> Directions
Rewrite every line of the listing below as an item in a numbered list, and leave out any blank lines.

********************

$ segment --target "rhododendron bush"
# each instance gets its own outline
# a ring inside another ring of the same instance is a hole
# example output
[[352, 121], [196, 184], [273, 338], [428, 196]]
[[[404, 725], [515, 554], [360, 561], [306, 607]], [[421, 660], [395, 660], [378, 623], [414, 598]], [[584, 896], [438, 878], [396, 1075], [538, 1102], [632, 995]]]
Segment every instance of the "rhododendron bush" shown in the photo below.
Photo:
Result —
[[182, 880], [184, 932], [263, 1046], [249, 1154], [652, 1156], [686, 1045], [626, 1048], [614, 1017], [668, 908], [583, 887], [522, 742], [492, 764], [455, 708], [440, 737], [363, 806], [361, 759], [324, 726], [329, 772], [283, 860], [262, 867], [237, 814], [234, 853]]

********************

> Response
1. $ segment --target "rhododendron bush"
2. # each instance gets its own outline
3. # a ring inside another ring of the same instance is a hole
4. # example output
5. [[352, 121], [196, 184], [273, 338], [428, 196]]
6. [[[404, 725], [515, 554], [360, 561], [306, 607]], [[421, 660], [395, 660], [378, 623], [414, 598]], [[584, 896], [438, 878], [396, 1075], [538, 1102], [632, 995]]]
7. Segment every instance of the "rhododendron bush" shown in the photo below.
8. Photo:
9. Result —
10. [[182, 880], [184, 932], [263, 1046], [249, 1154], [652, 1156], [686, 1045], [626, 1048], [614, 1017], [668, 908], [583, 887], [522, 742], [492, 764], [455, 708], [440, 737], [363, 806], [361, 759], [324, 726], [329, 772], [283, 860], [262, 867], [237, 814], [234, 853]]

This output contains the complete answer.